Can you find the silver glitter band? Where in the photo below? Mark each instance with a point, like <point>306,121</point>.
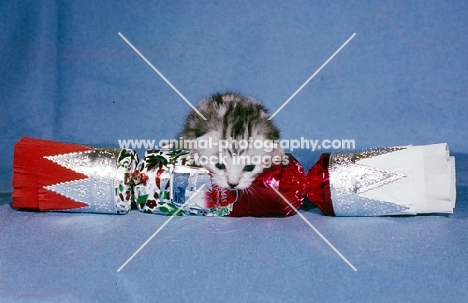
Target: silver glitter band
<point>348,179</point>
<point>105,189</point>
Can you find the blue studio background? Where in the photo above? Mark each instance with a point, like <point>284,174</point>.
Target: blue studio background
<point>67,75</point>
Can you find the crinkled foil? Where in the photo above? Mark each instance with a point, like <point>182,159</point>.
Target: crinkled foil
<point>106,188</point>
<point>348,179</point>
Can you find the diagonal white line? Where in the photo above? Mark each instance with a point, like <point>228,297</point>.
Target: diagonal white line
<point>162,76</point>
<point>313,227</point>
<point>311,77</point>
<point>159,229</point>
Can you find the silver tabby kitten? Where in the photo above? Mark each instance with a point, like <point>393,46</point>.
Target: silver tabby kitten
<point>236,141</point>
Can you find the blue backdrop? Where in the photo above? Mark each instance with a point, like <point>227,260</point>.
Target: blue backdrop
<point>67,75</point>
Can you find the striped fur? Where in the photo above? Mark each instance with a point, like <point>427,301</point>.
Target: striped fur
<point>231,116</point>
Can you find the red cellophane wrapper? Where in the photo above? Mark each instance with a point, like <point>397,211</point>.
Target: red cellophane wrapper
<point>318,185</point>
<point>260,200</point>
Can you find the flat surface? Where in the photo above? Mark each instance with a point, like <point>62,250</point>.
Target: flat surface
<point>67,75</point>
<point>60,257</point>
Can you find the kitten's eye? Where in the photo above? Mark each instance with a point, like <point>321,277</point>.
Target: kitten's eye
<point>249,167</point>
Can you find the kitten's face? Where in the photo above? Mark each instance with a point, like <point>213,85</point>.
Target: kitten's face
<point>234,168</point>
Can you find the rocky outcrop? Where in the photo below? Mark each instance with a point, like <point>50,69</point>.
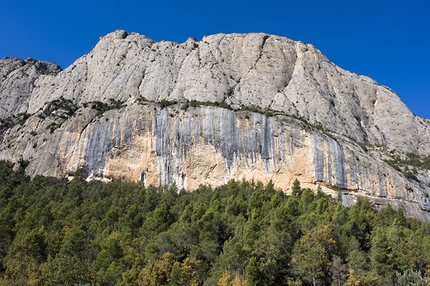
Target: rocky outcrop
<point>251,106</point>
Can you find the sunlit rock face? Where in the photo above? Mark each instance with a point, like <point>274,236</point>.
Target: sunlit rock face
<point>250,106</point>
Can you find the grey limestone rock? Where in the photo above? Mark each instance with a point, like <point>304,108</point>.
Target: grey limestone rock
<point>252,106</point>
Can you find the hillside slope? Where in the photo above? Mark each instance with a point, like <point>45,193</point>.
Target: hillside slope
<point>251,106</point>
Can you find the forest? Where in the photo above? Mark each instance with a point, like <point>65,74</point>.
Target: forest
<point>73,232</point>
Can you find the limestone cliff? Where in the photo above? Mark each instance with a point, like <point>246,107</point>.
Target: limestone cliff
<point>251,106</point>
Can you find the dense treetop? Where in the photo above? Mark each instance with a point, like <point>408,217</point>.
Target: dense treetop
<point>60,232</point>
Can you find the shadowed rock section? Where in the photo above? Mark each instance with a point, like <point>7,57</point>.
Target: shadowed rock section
<point>251,106</point>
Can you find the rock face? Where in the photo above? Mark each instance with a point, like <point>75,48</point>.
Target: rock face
<point>251,106</point>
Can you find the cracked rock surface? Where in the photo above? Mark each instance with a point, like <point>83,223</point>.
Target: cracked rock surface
<point>252,106</point>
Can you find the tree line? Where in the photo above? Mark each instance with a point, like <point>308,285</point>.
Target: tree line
<point>60,232</point>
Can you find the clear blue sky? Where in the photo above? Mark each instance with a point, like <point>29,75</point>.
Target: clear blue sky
<point>388,40</point>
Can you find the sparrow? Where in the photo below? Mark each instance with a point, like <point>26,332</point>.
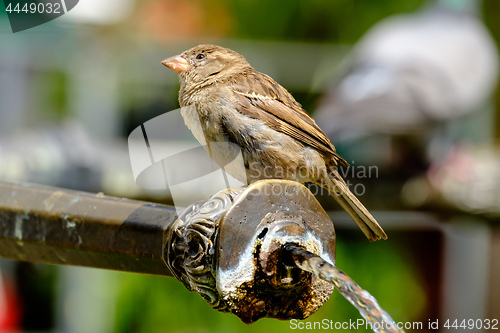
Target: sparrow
<point>226,103</point>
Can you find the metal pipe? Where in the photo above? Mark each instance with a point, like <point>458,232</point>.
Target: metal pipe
<point>227,248</point>
<point>55,226</point>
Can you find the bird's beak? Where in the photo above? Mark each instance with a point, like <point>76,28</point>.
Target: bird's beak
<point>176,63</point>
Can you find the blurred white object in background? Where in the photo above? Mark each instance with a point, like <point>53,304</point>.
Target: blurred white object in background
<point>411,70</point>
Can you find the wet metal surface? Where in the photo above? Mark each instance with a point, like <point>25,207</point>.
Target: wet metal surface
<point>253,278</point>
<point>48,225</point>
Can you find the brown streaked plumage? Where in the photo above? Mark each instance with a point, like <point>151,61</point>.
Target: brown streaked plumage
<point>237,106</point>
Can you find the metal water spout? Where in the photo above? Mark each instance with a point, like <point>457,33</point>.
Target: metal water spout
<point>240,249</point>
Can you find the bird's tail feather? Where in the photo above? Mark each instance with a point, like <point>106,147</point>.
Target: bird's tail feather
<point>348,201</point>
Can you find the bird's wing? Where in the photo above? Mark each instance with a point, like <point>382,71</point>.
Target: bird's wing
<point>260,97</point>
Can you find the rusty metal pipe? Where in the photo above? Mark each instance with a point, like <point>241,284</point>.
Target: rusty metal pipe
<point>227,248</point>
<point>55,226</point>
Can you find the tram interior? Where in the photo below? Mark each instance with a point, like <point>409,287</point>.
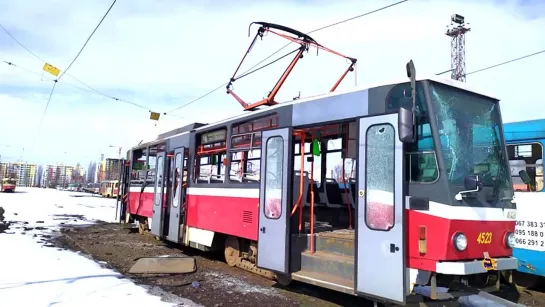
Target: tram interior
<point>322,248</point>
<point>527,157</point>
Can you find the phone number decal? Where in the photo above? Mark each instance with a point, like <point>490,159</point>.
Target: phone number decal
<point>530,235</point>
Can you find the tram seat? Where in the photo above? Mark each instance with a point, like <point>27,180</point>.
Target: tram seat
<point>319,196</point>
<point>539,174</point>
<point>296,181</point>
<point>245,178</point>
<point>334,194</point>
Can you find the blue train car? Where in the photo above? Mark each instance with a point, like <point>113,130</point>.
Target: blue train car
<point>525,141</point>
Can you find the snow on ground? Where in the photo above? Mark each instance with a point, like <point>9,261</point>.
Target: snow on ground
<point>32,274</point>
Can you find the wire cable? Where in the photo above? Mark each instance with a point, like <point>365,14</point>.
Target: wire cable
<point>283,47</point>
<point>497,65</point>
<point>65,71</point>
<point>57,80</point>
<point>88,39</point>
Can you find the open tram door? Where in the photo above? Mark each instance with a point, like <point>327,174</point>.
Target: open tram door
<point>273,234</point>
<point>177,215</point>
<point>380,242</point>
<point>158,194</point>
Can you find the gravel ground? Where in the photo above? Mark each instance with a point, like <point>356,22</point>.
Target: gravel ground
<point>214,283</point>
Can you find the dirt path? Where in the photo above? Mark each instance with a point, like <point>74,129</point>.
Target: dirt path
<point>214,283</point>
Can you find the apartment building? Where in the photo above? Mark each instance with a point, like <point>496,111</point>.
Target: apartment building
<point>23,172</point>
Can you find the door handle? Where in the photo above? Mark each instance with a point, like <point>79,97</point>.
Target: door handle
<point>393,248</point>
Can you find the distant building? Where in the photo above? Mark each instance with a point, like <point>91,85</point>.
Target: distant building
<point>24,173</point>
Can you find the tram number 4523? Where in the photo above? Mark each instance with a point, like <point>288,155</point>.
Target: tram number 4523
<point>484,238</point>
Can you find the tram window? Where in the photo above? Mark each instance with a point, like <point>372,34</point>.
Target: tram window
<point>380,176</point>
<point>211,152</point>
<point>273,177</point>
<point>528,157</point>
<point>420,158</point>
<point>177,185</point>
<point>317,170</point>
<point>245,166</point>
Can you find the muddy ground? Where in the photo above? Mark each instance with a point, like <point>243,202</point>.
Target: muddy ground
<point>214,283</point>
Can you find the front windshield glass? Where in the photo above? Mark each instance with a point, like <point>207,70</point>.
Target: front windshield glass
<point>471,140</point>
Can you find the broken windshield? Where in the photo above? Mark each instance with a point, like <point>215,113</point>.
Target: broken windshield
<point>471,139</point>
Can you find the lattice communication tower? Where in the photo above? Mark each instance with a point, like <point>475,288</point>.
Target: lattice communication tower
<point>456,31</point>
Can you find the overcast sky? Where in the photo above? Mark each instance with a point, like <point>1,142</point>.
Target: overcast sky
<point>164,53</point>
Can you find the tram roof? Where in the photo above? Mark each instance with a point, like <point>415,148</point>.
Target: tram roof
<point>200,126</point>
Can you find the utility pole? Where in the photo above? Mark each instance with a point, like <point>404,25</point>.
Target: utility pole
<point>456,31</point>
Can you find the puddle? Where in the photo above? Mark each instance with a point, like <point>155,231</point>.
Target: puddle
<point>66,217</point>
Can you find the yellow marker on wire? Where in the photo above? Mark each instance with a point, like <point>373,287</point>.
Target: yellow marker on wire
<point>51,69</point>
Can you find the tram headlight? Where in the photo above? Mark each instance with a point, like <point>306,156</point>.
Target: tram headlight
<point>460,241</point>
<point>510,240</point>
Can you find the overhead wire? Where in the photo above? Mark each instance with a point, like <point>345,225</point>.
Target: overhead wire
<point>65,71</point>
<point>497,65</point>
<point>282,48</point>
<point>71,63</point>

#### TASK
Could you return the rows from the line containing "Can you find the broken" through the last row, copied exactly as they appear?

#### TASK RESPONSE
Can you find the broken windshield? Where in the photo above? Mark each instance with a point, like <point>215,113</point>.
Target: broken windshield
<point>471,139</point>
Can you find the lattice communication tower? Where in the photo above? Mark each instance with a point, like <point>475,288</point>.
Target: lattice communication tower
<point>456,31</point>
Can you find the overcast sky? Where in the photo above? Mark each instance with a point, like <point>1,142</point>.
Target: overcast sky
<point>164,53</point>
Can you find the tram roof? Where in the photo above? Mark each instance with a point, like <point>415,148</point>.
Target: tram roof
<point>200,126</point>
Can you find the utility pole? Where in the photo above? Mark each instance with a point, like <point>404,25</point>.
Target: utility pole
<point>456,31</point>
Can you find the puddle? Where in the photo above? Mark each instance with a point, like <point>155,231</point>.
Target: puddle
<point>66,217</point>
Can you find the yellow marker on wire? Where in the photo above? Mark each instance with a point, like <point>373,287</point>.
Target: yellow marker on wire
<point>51,69</point>
Can you find the tram headlight? Where in the photo above? Mark each instance with a point, like <point>306,156</point>.
Target: tram headlight
<point>460,241</point>
<point>510,240</point>
Can you find the overhead wire? Where in the photo above? Mark each instance with a point, like <point>345,225</point>.
Target: overhead wire
<point>65,71</point>
<point>497,65</point>
<point>282,48</point>
<point>71,63</point>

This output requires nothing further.